# [EXERCISE REQUIREMENTS]
Rewrite every line from the one containing "Where can the stone" through the one containing "point(427, 71)", and scale the coordinates in each point that stands alone on its line by 2.2, rounding to whole numbers with halves going up. Keep the point after "written like" unchanged.

# [SUPPLIED RECORDS]
═══

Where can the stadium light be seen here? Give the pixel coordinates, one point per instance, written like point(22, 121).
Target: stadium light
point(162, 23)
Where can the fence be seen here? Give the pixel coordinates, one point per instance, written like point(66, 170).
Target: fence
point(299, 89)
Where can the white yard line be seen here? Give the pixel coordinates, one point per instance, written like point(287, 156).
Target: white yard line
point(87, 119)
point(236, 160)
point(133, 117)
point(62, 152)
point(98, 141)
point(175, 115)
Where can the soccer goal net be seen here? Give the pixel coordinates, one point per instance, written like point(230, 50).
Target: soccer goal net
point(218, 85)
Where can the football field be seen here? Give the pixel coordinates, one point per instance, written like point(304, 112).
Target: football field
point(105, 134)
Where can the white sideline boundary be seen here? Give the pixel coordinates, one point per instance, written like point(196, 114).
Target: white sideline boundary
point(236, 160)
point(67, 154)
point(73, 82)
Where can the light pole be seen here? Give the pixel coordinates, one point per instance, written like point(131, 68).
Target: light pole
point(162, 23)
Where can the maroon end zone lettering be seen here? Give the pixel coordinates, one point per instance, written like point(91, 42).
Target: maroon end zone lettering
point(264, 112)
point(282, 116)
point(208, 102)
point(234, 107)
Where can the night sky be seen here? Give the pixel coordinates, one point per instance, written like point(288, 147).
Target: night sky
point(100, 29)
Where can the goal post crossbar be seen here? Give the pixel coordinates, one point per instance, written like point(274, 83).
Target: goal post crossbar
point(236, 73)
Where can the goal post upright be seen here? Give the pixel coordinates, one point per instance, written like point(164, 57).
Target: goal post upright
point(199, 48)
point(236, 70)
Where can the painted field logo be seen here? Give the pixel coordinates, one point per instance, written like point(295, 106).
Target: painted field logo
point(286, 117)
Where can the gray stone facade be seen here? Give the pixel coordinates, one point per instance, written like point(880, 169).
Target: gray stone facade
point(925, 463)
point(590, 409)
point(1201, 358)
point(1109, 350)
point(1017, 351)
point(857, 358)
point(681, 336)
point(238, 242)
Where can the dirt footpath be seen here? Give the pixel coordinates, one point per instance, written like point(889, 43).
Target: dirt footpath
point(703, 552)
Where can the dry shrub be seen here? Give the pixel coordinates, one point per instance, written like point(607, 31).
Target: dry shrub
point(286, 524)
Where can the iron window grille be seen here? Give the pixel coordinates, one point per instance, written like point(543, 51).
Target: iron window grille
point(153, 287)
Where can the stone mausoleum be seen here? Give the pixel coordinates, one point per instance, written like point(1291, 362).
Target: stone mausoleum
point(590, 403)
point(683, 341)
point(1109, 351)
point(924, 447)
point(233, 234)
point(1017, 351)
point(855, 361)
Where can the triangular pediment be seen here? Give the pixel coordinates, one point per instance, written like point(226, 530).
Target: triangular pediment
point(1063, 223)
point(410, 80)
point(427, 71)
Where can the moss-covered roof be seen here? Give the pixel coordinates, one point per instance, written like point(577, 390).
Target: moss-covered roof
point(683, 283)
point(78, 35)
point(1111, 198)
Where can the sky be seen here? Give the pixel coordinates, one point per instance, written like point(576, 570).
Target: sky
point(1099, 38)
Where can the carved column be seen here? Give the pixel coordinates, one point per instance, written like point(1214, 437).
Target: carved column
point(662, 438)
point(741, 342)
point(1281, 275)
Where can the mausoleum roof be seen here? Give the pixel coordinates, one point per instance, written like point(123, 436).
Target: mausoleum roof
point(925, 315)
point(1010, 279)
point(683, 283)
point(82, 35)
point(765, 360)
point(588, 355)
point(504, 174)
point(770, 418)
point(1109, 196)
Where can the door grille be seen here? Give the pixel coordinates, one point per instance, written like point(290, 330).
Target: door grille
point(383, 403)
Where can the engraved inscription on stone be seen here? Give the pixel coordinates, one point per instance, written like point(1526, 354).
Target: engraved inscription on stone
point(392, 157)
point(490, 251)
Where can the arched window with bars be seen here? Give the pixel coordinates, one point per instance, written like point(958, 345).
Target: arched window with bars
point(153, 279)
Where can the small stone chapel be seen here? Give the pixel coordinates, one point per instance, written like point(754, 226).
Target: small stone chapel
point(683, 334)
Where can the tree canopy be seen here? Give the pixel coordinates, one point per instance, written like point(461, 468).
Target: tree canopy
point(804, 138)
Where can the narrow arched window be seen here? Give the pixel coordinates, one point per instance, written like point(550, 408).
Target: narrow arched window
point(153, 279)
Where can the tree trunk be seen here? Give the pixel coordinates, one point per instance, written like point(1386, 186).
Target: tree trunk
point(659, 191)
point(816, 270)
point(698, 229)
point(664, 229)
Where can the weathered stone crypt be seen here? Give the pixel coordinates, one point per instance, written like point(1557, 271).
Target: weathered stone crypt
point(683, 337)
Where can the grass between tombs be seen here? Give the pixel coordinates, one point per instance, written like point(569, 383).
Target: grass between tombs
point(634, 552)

═══

# [ANSWER FOR THIS EXERCISE]
Where can the stone mausoleum be seen here? Give the pixel coordinates, one point per instance, written like point(1291, 362).
Target: stone mausoleum
point(1298, 887)
point(1503, 750)
point(2440, 772)
point(2033, 983)
point(513, 515)
point(2237, 772)
point(1881, 794)
Where can the triangular pediment be seen here? Give the pixel coordinates, one point per instance, written like point(226, 530).
Target: triangular pediment
point(2339, 491)
point(902, 176)
point(939, 156)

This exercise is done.